━━ Alıntı Metin ━━

Uzunca
bir zamandır TV’lerde haber sunanlar, yorum yapanlar ve bu mecralarda konuşan
birçok ünlünün konuşmasında bir ahenksizlik ve insanı rahatsız eden bir
tuhaflık hissediyoruz.
Türkçemizde
konuşma ve okuma esnasında bir şiiriyet, bir iç musiki ve ahenk katan uzatma,
inceltme ve düzeltme işâreti olan (^), şapka Türk Dil Kurumu tavsiyesiyle
yazı dilinde kullanılmıyor. Bu biraz da önce daktilo, sonra da ilk
bilgisayarlarda bu işaretleri koymanın zorluğu sebebiyle mecburen uygulanıyordu.
Fakat
bu işaretler olmasa da konuşurken mesela “işaret” yazılsa da “şa” hecesi;
“musiki” yazılsa da “mu” ve “ki” heceleri; dünya yazılsa da “ya” hecesi uzatılarak
telaffuz ediliyordu.

━━━

## [Yazılı Görev A]
Şapka işaretiyle ilgili alıntı metinde, işaret yazılmasa da uzatılarak telaffuz edildiği belirtilen heceleri sıralayın.
## [Yazılı Görev B]
Alıntı metne göre şapka işareti hangi kurumun tavsiyesiyle yazı dilinde kullanılmıyor?
## [Yazılı Görev C]
Şapka işareti üzerine yazılmış alıntı metni, kaldığı yerden sürdürün.
Aşağıdaki veriler başka bir kaynaktan alınmıştır.

━━ Sağlanan Veriler ━━

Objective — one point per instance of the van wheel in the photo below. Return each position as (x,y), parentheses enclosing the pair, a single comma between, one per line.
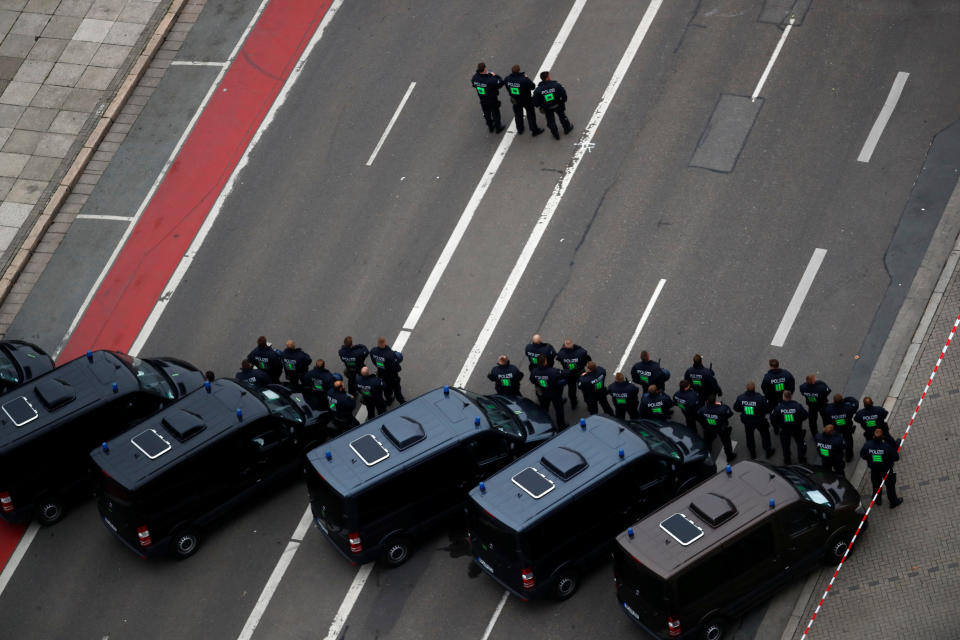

━━━

## [Görev Çıktısı A]
"şa", "mu", "ki", "ya"

## [Görev Çıktısı B]
Türk Dil Kurumu

## [Görev Çıktısı C]
Bu
yapılmadığında dilin ahengi bozulmakla kalmıyor, bazı kelimelerin anlamları da
tamamen değişiyordu.
“Adet
– âdet, ala – âlâ, alem – âlem, Ali – âli (yüksek), ama (fakat) – âmâ (kör),
dâhi – dahi, haya – hayâ, kar – kâr, nar – nâr, vakıf – vâkıf, yar – yâr…
kelimelerinde olduğu gibi…”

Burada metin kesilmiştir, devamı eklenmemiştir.